• **Point annotation records**:
* * * * *
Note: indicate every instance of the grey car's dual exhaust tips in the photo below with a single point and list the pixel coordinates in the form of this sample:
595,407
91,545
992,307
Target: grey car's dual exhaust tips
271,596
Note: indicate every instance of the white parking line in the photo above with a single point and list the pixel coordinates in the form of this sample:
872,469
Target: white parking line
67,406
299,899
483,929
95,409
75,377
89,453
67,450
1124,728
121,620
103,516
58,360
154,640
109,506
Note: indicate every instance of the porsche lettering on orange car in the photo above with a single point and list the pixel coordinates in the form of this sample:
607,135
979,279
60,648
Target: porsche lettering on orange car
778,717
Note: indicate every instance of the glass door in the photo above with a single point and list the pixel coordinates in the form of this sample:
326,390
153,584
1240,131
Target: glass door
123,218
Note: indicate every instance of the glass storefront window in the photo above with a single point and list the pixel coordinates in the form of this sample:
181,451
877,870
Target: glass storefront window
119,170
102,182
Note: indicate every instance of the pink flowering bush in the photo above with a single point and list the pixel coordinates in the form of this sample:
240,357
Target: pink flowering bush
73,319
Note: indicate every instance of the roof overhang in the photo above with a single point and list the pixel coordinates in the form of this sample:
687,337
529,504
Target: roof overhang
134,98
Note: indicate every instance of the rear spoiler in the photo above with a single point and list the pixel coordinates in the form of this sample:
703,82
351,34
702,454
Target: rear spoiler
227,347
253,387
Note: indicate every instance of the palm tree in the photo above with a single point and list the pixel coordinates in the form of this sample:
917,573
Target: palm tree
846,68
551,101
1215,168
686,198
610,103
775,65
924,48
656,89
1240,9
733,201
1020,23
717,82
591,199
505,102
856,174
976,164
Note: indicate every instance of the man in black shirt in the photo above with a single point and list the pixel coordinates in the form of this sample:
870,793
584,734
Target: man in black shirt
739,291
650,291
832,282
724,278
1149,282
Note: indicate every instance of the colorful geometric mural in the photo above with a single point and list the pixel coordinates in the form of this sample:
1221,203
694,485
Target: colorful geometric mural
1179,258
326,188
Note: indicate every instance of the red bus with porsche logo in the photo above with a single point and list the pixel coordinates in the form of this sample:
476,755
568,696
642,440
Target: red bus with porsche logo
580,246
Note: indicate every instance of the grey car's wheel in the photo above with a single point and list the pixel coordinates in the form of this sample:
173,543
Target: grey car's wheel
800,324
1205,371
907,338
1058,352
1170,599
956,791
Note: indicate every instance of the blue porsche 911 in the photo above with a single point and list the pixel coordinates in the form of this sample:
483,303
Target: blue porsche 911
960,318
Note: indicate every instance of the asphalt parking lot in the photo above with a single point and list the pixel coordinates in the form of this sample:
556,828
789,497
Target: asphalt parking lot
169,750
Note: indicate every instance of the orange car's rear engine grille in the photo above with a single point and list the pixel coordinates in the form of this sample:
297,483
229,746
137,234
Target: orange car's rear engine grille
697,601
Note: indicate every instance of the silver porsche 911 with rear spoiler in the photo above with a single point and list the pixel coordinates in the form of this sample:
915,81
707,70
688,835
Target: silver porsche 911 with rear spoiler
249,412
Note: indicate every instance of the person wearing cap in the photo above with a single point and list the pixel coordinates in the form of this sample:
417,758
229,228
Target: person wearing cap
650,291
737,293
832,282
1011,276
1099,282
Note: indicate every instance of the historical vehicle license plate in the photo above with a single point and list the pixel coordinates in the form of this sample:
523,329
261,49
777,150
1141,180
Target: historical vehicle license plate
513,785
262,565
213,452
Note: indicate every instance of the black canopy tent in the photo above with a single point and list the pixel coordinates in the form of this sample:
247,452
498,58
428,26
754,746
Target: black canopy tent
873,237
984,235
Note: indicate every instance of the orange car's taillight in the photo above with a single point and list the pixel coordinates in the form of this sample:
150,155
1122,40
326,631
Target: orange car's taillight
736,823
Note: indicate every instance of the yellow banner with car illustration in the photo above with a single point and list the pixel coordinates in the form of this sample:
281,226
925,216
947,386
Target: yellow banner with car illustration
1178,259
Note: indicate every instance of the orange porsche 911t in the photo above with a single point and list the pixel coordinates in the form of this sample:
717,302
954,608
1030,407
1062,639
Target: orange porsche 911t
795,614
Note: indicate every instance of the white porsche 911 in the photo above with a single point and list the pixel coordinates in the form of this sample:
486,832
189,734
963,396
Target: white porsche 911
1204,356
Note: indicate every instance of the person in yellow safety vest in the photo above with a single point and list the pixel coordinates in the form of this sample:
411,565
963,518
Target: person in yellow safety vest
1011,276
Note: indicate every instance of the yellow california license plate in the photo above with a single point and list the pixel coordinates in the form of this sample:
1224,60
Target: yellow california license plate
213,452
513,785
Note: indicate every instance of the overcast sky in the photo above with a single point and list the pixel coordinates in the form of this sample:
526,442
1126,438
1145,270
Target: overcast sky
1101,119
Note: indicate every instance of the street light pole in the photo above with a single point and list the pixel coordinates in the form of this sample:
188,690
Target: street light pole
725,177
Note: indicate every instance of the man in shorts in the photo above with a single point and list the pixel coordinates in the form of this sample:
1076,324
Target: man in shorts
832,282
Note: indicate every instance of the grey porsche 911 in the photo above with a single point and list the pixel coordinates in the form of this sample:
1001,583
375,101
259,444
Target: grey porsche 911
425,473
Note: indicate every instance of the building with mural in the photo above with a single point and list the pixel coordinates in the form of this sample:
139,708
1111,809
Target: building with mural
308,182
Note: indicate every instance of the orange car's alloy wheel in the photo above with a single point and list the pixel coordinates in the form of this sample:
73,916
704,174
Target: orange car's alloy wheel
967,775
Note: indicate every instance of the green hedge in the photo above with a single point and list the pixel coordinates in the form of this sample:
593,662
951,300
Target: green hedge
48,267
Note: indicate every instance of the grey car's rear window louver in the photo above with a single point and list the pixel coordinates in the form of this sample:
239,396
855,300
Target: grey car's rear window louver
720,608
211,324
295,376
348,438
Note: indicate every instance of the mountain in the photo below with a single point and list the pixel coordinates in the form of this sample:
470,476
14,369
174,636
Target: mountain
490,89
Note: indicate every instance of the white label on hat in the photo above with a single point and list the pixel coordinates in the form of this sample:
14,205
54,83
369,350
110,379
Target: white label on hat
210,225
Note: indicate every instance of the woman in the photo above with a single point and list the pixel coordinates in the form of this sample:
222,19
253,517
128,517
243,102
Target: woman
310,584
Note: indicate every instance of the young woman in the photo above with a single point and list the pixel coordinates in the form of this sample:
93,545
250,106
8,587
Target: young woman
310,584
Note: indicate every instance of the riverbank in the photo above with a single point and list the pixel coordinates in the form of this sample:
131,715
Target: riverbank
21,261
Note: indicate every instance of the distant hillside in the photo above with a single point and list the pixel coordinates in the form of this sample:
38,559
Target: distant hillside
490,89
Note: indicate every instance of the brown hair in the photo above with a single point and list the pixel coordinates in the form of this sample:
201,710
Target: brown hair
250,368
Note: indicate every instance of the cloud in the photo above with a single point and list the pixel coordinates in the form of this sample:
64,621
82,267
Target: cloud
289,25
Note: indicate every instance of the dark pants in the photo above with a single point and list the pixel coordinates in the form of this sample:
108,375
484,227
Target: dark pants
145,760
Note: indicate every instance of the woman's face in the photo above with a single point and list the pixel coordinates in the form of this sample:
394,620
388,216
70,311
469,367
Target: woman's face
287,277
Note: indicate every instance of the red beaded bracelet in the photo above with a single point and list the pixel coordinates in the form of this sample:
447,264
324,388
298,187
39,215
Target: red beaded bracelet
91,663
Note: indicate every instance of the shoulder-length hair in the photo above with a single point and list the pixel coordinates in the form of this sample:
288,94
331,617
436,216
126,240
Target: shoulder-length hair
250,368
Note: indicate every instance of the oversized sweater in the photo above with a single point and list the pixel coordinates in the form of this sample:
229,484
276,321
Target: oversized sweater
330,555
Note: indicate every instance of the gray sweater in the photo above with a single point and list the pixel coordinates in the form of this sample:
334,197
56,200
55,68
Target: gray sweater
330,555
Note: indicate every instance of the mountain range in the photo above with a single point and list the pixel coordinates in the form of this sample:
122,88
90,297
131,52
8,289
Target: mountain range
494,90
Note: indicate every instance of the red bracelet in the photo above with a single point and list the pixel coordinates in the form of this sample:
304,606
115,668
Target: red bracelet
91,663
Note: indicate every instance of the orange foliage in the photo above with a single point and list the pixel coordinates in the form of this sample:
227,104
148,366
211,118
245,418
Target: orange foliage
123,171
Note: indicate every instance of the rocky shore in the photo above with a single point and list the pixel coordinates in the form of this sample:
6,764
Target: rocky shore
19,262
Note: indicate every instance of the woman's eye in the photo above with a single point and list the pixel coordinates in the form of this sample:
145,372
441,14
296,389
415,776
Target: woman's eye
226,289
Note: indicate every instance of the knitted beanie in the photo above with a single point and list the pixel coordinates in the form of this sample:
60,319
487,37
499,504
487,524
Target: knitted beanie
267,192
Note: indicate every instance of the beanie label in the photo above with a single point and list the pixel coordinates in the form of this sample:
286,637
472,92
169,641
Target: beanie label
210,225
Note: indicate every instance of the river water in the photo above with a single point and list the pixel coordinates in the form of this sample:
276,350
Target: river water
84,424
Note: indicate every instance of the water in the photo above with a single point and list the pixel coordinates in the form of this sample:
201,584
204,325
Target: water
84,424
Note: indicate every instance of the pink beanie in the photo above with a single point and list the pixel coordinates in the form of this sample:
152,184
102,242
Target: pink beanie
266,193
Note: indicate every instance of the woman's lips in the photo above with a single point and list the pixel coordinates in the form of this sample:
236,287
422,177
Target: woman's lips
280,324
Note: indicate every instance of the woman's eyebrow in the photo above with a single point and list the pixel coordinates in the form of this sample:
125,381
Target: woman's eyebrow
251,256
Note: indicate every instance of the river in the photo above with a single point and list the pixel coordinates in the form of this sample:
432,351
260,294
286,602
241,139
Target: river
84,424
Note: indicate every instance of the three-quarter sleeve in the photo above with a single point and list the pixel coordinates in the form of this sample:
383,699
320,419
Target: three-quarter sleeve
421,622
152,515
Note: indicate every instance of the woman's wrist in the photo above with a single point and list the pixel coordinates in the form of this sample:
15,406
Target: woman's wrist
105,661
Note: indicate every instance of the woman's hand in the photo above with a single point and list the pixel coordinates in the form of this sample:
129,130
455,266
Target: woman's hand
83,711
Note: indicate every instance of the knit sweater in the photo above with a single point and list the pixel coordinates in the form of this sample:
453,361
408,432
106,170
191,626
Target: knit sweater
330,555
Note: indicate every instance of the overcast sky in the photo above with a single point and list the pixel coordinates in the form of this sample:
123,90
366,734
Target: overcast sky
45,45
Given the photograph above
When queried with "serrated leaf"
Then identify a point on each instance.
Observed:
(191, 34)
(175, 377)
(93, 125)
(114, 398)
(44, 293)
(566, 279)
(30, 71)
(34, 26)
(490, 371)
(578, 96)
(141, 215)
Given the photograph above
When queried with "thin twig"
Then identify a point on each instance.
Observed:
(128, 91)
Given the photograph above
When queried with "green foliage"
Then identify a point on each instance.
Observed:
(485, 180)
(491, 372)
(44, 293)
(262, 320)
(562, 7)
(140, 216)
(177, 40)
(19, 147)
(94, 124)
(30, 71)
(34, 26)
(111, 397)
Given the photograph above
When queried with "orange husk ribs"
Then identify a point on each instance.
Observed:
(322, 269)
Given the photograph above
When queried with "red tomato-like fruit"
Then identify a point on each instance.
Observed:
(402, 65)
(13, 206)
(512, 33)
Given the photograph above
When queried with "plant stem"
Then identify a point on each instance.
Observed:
* * * * *
• **TASK TO COMPLETE**: Locate every line in the items above that contains the word "water", and copy each of those lines in full.

• **EXPECTED OUTPUT**:
Note: indicate every instance of the river water in the photo above with a single point and list the pixel coordinates in the form of this sample:
Target: river water
Note: indicate every instance of the water in the photo above with a single point and list the pixel coordinates in the form of this sample:
Target: water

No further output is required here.